INSTRUCTIONS FOR THE TASK: The entries below should be given again exactly, minus their pictures.

Data items
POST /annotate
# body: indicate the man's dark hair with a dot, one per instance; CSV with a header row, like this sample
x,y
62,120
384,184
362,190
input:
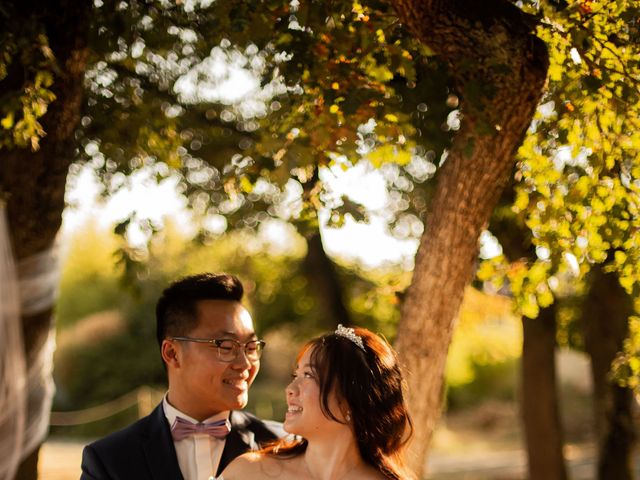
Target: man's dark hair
x,y
176,311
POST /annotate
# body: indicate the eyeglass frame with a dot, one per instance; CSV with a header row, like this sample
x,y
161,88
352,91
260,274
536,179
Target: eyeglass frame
x,y
216,343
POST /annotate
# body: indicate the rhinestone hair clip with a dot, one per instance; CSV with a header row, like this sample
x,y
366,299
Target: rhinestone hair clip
x,y
350,334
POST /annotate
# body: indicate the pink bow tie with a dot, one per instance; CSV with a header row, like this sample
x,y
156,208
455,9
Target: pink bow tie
x,y
182,428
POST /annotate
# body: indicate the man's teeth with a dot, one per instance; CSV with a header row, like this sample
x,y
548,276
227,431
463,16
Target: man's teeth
x,y
237,383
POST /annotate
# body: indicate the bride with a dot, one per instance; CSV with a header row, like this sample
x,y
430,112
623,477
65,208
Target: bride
x,y
346,405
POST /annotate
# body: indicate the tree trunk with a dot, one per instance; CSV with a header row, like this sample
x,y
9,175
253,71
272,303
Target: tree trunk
x,y
539,403
606,312
33,183
324,282
500,71
543,429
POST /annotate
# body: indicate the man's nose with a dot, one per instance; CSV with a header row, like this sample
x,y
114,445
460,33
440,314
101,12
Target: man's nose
x,y
242,360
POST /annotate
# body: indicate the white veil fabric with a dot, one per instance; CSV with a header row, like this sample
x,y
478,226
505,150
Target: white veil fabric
x,y
26,388
13,370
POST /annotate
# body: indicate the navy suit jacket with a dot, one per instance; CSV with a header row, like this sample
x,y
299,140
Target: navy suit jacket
x,y
145,451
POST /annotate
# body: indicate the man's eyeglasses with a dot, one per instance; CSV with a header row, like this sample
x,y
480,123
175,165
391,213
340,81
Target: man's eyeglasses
x,y
229,349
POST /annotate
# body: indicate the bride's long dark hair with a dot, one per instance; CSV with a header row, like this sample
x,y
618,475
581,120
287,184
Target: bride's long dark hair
x,y
371,384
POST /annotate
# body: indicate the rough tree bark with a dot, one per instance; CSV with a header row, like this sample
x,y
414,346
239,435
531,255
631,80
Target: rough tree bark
x,y
500,70
539,402
324,282
33,183
605,317
539,396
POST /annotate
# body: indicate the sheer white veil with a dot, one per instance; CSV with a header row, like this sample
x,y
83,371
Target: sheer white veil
x,y
26,392
13,371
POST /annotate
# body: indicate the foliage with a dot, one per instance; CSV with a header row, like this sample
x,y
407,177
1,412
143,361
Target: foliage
x,y
25,49
578,168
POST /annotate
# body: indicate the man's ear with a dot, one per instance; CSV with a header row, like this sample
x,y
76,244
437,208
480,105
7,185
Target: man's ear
x,y
170,353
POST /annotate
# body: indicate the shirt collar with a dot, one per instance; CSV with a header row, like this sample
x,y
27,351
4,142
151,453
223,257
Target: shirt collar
x,y
172,412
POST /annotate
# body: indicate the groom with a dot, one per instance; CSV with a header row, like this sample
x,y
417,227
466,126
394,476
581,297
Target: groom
x,y
212,355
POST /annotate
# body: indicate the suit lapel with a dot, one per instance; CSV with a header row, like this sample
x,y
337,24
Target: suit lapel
x,y
239,440
159,451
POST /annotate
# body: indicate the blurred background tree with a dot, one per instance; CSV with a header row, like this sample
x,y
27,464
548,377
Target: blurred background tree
x,y
339,83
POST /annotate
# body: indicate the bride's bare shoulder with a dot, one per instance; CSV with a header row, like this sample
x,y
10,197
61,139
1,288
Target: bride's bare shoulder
x,y
253,465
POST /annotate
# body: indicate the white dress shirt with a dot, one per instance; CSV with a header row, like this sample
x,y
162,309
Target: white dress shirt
x,y
199,454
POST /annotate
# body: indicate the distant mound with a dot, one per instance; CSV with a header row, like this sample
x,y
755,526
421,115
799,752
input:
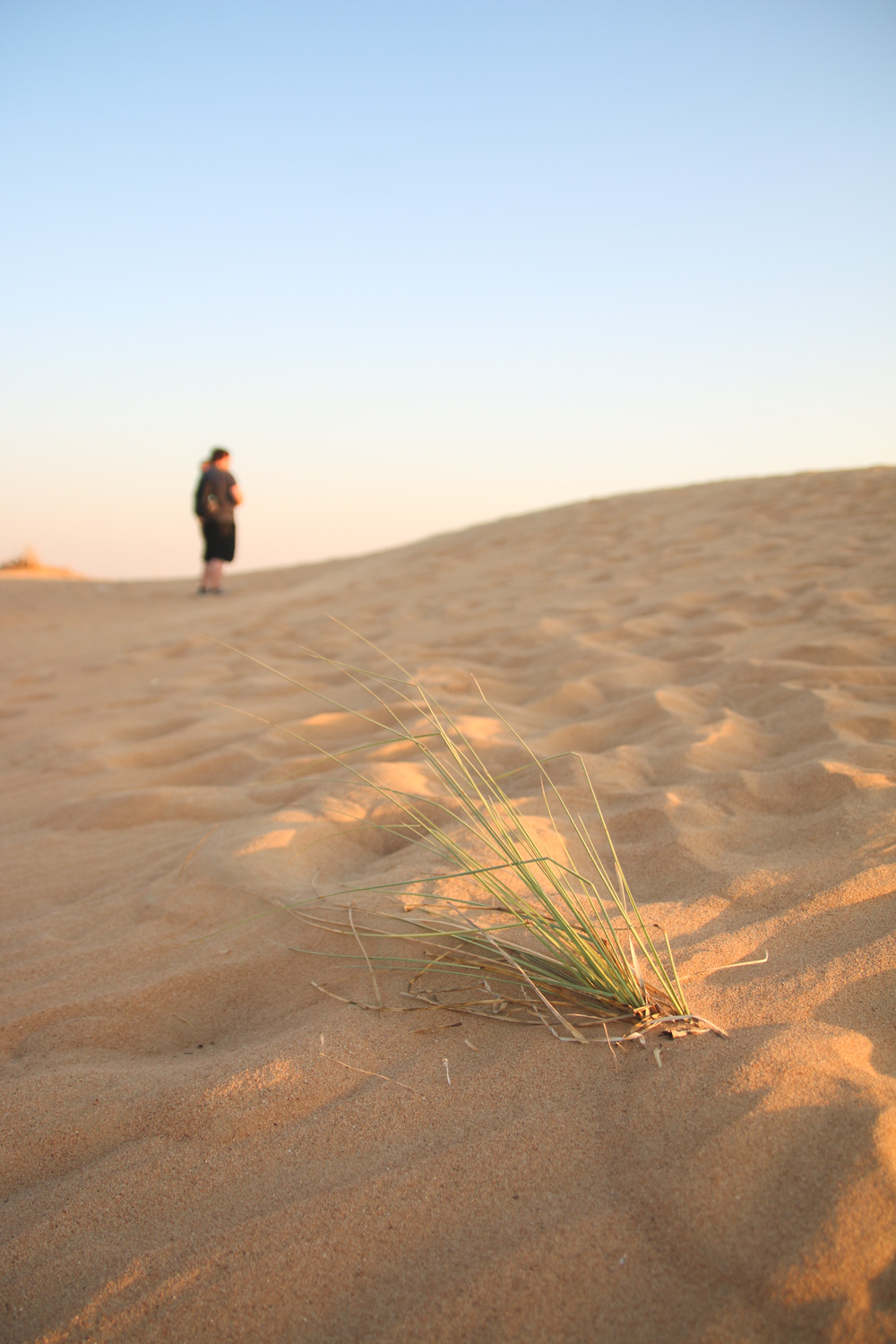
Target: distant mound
x,y
27,566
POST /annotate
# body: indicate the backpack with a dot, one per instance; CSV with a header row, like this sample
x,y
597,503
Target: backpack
x,y
207,503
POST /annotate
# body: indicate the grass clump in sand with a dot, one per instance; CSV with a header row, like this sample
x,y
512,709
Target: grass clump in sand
x,y
530,924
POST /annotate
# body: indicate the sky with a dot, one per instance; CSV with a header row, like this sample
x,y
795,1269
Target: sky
x,y
421,265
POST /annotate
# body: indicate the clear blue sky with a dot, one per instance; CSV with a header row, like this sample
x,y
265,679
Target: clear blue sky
x,y
426,263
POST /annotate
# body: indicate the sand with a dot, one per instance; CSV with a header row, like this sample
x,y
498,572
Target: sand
x,y
179,1159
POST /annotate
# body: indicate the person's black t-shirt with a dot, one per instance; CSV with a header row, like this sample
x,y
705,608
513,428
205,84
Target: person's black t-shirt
x,y
215,489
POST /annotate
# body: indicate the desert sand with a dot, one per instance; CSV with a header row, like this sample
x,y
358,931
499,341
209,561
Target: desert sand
x,y
180,1161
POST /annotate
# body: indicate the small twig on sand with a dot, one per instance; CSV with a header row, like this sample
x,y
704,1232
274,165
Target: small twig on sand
x,y
195,849
368,1072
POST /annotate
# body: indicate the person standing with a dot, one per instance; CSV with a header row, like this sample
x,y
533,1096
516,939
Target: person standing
x,y
217,497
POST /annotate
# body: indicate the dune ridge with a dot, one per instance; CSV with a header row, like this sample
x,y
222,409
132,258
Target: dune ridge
x,y
182,1161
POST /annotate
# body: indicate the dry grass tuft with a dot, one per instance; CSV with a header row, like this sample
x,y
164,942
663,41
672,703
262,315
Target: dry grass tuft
x,y
513,926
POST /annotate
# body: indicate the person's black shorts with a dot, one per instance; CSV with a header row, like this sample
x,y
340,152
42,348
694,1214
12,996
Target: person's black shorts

RESULT FOR THIS EXERCISE:
POST /annotate
# body: indicate the man's dark hair with a dot, one per instance; CSV with a header row, like this sample
x,y
62,120
384,184
362,190
input:
Target: man's dark hair
x,y
176,311
POST /annotate
# body: indicate the eyeglass frame with a dot, one per instance; CSV with a header row, like this sample
x,y
161,88
352,91
260,274
536,179
Target: eyeglass frame
x,y
216,343
POST /annotate
# body: indicate the rhinestone hair clip with a dot, one per instance; CSV with a header row, like this sample
x,y
366,299
Target: rhinestone hair clip
x,y
350,334
POST /annotate
# body: indicate the pink bow tie with a dot, one per instance; CSV with a header row, like this sample
x,y
156,208
455,9
Target: pink bow tie
x,y
182,428
POST /annotate
# body: indicate the man's teeth with a dot, one per instance; CSV with a header row, like this sample
x,y
548,276
227,431
463,16
Target: man's teeth
x,y
237,383
POST /annotate
# body: indicate the bride with a dot, one per instance; CSV with a header row, like this sample
x,y
430,112
623,477
65,208
Target: bride
x,y
346,405
POST /annotate
# body: indicate the tree trunk with a dot, one per instance; CSV with a header row, like this sample
x,y
9,175
253,71
272,303
Target: tree trunk
x,y
539,403
606,312
33,183
324,282
500,71
543,429
POST /annotate
# body: indicate the man's nose with a dot, one per instance; CSV with a header row, like this sample
x,y
114,445
460,33
440,314
101,12
Target: man's nose
x,y
242,360
POST /annotate
# body: indicate the white veil fabric with a dot, one per instance; CSV with a header row, like this sample
x,y
478,226
505,150
Target: white veil fabric
x,y
26,388
13,370
POST /annotate
# body: indicate the navy suit jacket with a dot, one per instance; CSV with a header row, like this sample
x,y
299,140
Target: navy suit jacket
x,y
145,451
POST /annotate
# body: indicate the man's eyeglasses with a dot, one per instance; CSV with a header row, like this sample
x,y
480,123
175,165
391,213
340,81
Target: man's eyeglasses
x,y
229,349
POST /annotate
# body: indicate the bride's long dark hair with a dot, one per instance; CSV with a header row, like this sample
x,y
618,475
581,120
287,184
Target: bride's long dark hair
x,y
371,384
POST /annotate
# body: indicate the rough tree bark with a dot, one per instance; CSV with a header row, like this sample
x,y
414,346
239,435
531,255
631,80
Target: rough tree bark
x,y
500,70
539,402
324,282
33,183
605,317
539,396
POST /annotate
# body: indicate the sheer white veil with a dot, one per instance; CSV with a header row, like this sample
x,y
83,371
Target: sheer white veil
x,y
26,392
13,371
POST /annotate
# body: indicate the foliage with a dot, one per instance; CSV with a header row, like this sample
x,y
407,177
1,412
143,361
Target: foliage
x,y
25,49
578,168
POST /annotate
# body: indicate the man's ear with a dot, one per instance; CSV with a header row, like this sample
x,y
76,244
437,208
480,105
7,185
Target: man's ear
x,y
170,353
POST /annotate
# body: indicate the shirt collar with a dot, one per instance; CSV with a header row, like this sample
x,y
27,351
4,142
151,453
223,257
Target: shirt collar
x,y
172,412
POST /annotate
# body: indicate the groom with a dot, one per instance; CSV with a header row, like this sample
x,y
417,227
466,126
394,476
581,297
Target: groom
x,y
212,355
POST /annotate
# body: indicate the suit lapel with a dot, one per instance; CSV with a header row, like this sample
x,y
337,24
Target: suit lapel
x,y
239,440
159,451
POST /annotate
# body: indicate the blurred background tree with a dot, one per instance; CSV with a header row, like this sample
x,y
27,464
548,377
Target: blurred background tree
x,y
339,83
POST /annotate
# body: indicate the bride's bare shoulder with a dot, one per instance; CSV with a header row, like this sample
x,y
10,197
61,139
1,288
Target: bride's bare shoulder
x,y
253,465
POST /annotate
# body: indicate the white dress shirt with a dot, one per instance; CSV with a header row, like this sample
x,y
162,309
Target: white dress shirt
x,y
199,454
POST /annotate
# body: indicate the distant mound with a dot, one per instance; CSV with a header row, like this sample
x,y
755,526
421,115
799,752
input:
Target: distant mound
x,y
27,566
POST /annotate
# body: indicate the backpack with a dot, one per instance; CSV with a header row, like this sample
x,y
597,503
Target: backpack
x,y
207,503
POST /annotate
# body: indicate the grass clump in sand with a dot, one per instance; CSV with a header row, like this sample
x,y
512,709
Target: grass clump in sand
x,y
530,924
POST /annotate
# body: indicate the sky with a dot, one per instance; CSV with a header row, like this sample
x,y
795,1269
Target: sky
x,y
421,265
POST /annotate
# body: indicate the clear blue sky with a dot, one per instance; CSV with a header row, like this sample
x,y
265,679
Target: clear blue sky
x,y
426,263
POST /annotate
# body: indicate the sand with a dot, one per instance; CSV with a header row, like this sample
x,y
498,572
Target: sand
x,y
179,1159
POST /annotate
# body: indicate the person's black t-shirt with a dot, one per instance; CSV with a header row, like this sample
x,y
705,608
513,428
205,84
Target: person's black t-shirt
x,y
215,489
POST /annotate
# body: indicate the desert sand with a dot, one per instance; CSV with a header row, like this sample
x,y
358,931
499,341
209,561
Target: desert sand
x,y
180,1161
POST /annotate
# body: indicate the small twig on sand with a dot, one per instance; CSV with a header row, like this sample
x,y
704,1232
274,165
Target: small twig on sand
x,y
195,849
368,1072
POST /annotate
# body: indicate the person standing with a dot, one per instance; CSV with a header row, like this sample
x,y
533,1096
516,939
Target: person standing
x,y
217,497
POST /annotate
# body: indicate the dune ridge with a dot, one per instance; CSV with a header row, like this sample
x,y
222,409
132,258
Target: dune ridge
x,y
182,1161
POST /annotate
# body: indicate the dry grass tuft with a dot, one per instance; CSV with a header row, like this sample
x,y
164,942
663,41
672,703
262,315
Target: dry grass tuft
x,y
513,926
POST /annotate
# body: indicate the person's black shorts with a dot, one per instance; CSV with a header row, like this sample
x,y
340,152
42,348
694,1214
12,996
Target: person's black shorts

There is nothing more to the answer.